What this task involves: The lines from the start of the records through the one containing "pixel 203 208" are to be transcribed exactly, and nothing else.

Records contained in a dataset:
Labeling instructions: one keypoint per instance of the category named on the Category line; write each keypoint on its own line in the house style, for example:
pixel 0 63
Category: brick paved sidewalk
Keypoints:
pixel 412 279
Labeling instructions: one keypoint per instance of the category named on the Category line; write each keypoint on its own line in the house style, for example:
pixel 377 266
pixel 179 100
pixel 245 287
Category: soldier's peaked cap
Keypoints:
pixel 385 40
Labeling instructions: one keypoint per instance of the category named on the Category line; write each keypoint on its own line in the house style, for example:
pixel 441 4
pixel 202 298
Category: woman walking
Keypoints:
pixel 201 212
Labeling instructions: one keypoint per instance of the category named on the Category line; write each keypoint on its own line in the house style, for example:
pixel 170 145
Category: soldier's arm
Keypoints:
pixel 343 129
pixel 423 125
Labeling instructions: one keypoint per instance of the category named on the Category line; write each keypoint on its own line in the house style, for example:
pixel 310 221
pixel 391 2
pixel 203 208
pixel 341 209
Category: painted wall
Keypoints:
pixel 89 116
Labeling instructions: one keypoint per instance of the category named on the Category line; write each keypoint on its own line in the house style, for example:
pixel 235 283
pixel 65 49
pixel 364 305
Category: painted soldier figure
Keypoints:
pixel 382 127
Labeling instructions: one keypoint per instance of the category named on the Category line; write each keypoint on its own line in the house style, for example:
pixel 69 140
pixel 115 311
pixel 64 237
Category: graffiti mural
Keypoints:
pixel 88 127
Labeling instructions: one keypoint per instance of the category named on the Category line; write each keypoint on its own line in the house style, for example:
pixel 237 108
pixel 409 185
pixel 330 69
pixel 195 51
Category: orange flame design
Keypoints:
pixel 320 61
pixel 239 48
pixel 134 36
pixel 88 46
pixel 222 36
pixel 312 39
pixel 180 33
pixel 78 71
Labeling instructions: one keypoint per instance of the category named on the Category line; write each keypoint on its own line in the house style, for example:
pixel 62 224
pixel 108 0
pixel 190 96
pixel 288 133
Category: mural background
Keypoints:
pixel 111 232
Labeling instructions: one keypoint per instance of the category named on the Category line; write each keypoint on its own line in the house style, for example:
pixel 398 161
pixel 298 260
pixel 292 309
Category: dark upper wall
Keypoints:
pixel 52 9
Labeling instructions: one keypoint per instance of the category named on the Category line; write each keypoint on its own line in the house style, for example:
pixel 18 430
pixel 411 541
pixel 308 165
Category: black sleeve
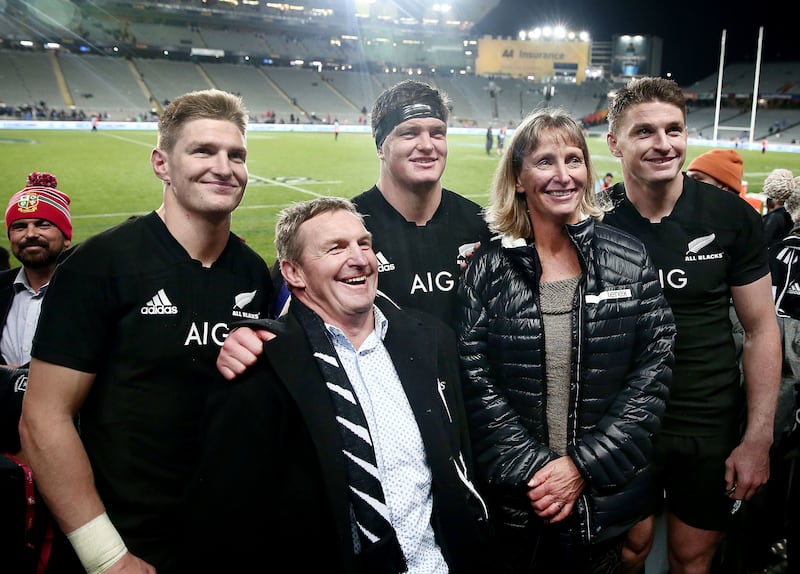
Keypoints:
pixel 13 383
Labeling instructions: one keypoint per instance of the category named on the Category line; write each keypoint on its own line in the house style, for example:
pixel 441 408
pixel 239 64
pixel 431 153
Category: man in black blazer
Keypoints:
pixel 276 486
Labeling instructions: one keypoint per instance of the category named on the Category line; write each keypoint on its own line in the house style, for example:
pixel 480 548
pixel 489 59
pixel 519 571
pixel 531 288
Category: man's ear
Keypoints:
pixel 292 274
pixel 612 145
pixel 159 161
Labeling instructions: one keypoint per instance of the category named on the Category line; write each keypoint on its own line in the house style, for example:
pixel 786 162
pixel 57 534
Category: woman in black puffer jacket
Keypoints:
pixel 566 343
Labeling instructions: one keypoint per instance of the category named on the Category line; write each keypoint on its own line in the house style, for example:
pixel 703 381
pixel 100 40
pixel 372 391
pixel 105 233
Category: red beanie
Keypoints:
pixel 41 200
pixel 724 165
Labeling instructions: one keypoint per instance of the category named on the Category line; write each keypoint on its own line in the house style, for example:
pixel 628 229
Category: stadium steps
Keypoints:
pixel 338 93
pixel 137 74
pixel 66 94
pixel 202 71
pixel 281 91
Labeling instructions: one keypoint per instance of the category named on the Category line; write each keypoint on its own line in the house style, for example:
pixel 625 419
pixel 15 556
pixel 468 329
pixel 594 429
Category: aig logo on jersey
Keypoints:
pixel 383 263
pixel 159 305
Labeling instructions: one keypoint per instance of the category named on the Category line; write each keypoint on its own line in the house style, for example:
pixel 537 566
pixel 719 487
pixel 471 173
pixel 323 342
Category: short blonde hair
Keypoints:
pixel 507 210
pixel 202 104
pixel 288 243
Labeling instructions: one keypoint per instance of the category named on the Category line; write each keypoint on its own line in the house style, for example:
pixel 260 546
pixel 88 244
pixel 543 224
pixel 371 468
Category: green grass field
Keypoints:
pixel 108 175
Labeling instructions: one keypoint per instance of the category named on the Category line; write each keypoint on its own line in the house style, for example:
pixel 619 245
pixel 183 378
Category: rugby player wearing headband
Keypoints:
pixel 420 230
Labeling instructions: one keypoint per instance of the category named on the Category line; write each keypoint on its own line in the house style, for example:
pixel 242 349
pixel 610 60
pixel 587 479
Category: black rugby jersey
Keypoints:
pixel 711 241
pixel 419 265
pixel 131 306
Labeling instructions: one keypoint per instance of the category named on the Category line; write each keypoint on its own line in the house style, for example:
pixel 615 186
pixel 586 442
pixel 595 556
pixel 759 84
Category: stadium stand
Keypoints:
pixel 302 67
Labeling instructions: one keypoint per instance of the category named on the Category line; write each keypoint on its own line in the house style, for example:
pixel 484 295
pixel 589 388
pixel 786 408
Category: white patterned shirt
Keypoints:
pixel 21 321
pixel 399 451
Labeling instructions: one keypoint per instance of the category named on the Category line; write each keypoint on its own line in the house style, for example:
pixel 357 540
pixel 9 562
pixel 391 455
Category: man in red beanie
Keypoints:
pixel 39 229
pixel 724 169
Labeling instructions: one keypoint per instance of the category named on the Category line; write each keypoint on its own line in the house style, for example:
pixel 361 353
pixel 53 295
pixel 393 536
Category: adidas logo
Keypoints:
pixel 159 305
pixel 383 263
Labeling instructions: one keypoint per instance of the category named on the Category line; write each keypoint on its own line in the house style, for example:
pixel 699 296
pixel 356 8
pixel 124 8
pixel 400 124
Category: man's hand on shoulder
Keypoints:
pixel 241 350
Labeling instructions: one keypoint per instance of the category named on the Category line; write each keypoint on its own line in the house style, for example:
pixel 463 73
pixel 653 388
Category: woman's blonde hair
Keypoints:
pixel 507 211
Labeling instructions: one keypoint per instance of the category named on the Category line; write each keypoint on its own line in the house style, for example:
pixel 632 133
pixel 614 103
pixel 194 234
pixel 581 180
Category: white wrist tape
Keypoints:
pixel 97 544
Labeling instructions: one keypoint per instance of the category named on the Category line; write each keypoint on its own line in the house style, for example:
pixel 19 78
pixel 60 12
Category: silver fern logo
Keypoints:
pixel 697 244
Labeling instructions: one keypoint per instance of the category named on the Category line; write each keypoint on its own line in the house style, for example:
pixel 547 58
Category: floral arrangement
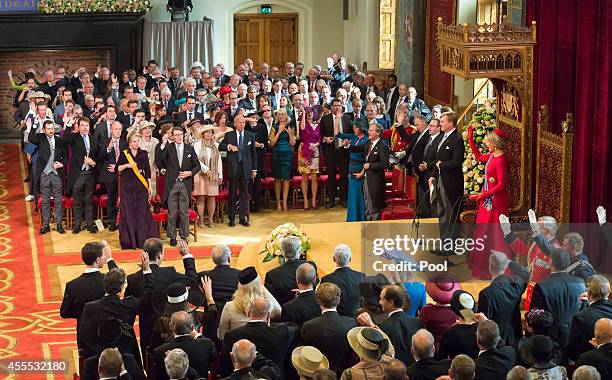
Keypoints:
pixel 93 6
pixel 483 121
pixel 272 247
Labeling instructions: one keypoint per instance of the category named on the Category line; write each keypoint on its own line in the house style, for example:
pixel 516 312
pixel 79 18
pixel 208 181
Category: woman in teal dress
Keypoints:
pixel 355 208
pixel 282 140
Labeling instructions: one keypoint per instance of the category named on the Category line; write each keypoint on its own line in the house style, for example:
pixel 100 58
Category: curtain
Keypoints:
pixel 179 44
pixel 572 74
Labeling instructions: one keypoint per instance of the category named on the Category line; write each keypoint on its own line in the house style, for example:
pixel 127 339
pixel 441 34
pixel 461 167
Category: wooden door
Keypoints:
pixel 265 38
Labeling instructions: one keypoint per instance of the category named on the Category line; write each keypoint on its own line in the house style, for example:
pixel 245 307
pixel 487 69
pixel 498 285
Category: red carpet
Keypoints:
pixel 30 325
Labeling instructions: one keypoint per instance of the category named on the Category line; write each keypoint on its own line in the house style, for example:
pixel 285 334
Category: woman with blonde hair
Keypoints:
pixel 236 312
pixel 148 143
pixel 207 181
pixel 282 140
pixel 136 224
pixel 492 201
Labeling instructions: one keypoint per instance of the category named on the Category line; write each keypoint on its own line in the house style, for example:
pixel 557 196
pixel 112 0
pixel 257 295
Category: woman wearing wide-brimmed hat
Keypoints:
pixel 439 317
pixel 370 344
pixel 307 360
pixel 207 181
pixel 461 337
pixel 235 312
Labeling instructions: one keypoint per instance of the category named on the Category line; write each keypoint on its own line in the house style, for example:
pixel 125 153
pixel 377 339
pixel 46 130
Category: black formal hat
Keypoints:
pixel 100 333
pixel 462 300
pixel 176 295
pixel 371 287
pixel 247 275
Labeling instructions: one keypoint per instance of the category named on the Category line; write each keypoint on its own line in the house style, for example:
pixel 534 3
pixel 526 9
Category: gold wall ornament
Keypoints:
pixel 503 53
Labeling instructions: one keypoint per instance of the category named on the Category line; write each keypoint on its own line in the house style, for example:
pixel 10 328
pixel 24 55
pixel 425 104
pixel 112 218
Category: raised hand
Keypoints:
pixel 533 221
pixel 601 214
pixel 183 247
pixel 504 223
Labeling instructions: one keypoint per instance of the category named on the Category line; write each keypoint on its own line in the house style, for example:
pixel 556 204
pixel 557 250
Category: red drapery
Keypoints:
pixel 572 74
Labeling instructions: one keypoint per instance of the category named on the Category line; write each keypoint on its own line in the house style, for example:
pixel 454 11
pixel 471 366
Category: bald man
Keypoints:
pixel 241 164
pixel 273 341
pixel 425 366
pixel 601 356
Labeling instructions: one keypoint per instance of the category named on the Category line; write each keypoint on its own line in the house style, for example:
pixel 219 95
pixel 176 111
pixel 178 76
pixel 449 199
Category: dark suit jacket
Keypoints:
pixel 90 367
pixel 430 156
pixel 44 151
pixel 327 129
pixel 328 334
pixel 393 102
pixel 501 302
pixel 76 142
pixel 348 281
pixel 111 306
pixel 249 155
pixel 168 159
pixel 83 289
pixel 495 363
pixel 262 368
pixel 273 342
pixel 428 369
pixel 136 287
pixel 451 154
pixel 281 280
pixel 400 328
pixel 200 351
pixel 378 160
pixel 247 105
pixel 416 150
pixel 600 358
pixel 301 309
pixel 224 283
pixel 559 294
pixel 182 116
pixel 583 326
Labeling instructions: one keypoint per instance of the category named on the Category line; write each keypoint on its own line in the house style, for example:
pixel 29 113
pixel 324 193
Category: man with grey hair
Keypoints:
pixel 586 372
pixel 223 277
pixel 501 300
pixel 280 281
pixel 376 154
pixel 200 350
pixel 304 306
pixel 272 341
pixel 583 322
pixel 544 232
pixel 518 373
pixel 601 356
pixel 347 280
pixel 249 365
pixel 176 363
pixel 425 366
pixel 493 362
pixel 579 262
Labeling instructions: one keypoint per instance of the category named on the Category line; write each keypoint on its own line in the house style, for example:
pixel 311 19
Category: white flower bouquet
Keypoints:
pixel 272 246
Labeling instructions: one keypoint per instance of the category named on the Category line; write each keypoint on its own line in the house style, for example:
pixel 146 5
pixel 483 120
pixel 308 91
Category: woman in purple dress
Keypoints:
pixel 136 224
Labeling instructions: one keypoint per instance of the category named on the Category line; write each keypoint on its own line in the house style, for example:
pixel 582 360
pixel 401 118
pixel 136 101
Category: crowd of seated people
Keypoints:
pixel 233 324
pixel 247 137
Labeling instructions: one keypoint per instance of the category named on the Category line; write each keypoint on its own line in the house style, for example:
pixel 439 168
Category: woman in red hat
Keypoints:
pixel 492 201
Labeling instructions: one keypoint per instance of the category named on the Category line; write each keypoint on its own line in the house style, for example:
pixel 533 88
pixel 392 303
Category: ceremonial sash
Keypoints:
pixel 135 169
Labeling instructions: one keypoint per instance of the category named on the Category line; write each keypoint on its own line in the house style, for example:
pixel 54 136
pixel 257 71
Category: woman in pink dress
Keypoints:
pixel 491 202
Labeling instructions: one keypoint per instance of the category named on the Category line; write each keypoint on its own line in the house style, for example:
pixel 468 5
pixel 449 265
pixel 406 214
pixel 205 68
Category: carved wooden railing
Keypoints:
pixel 484 51
pixel 554 168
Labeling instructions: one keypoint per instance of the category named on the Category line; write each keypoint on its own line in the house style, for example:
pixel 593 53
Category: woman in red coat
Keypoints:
pixel 492 202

Result of the exercise:
Labeling instructions: one keypoint per instance of the category named on the Category line; write each keypoint on its own line in the house style, for example:
pixel 0 63
Category: brick paved sidewalk
Keypoints:
pixel 412 279
Labeling instructions: one keypoint per instance of the category named on the Category line; write each keypoint on its own line in the house style, for example:
pixel 377 266
pixel 179 100
pixel 245 287
Category: soldier's peaked cap
Keypoints:
pixel 385 40
Labeling instructions: one keypoint per instance of the category named on the Category line; write each keypoint on its own line in the house style, for example:
pixel 441 4
pixel 202 298
Category: woman walking
Keypoints:
pixel 201 212
Labeling instructions: one keypoint per instance of the category named on the Category line; write each keypoint on its own line in the house style, for example:
pixel 170 145
Category: soldier's arm
Keypoints:
pixel 343 129
pixel 423 125
Labeling instructions: one keypoint per instance of the category named on the Category line; write each keypoint on its own line in the house style, for example:
pixel 310 221
pixel 391 2
pixel 203 208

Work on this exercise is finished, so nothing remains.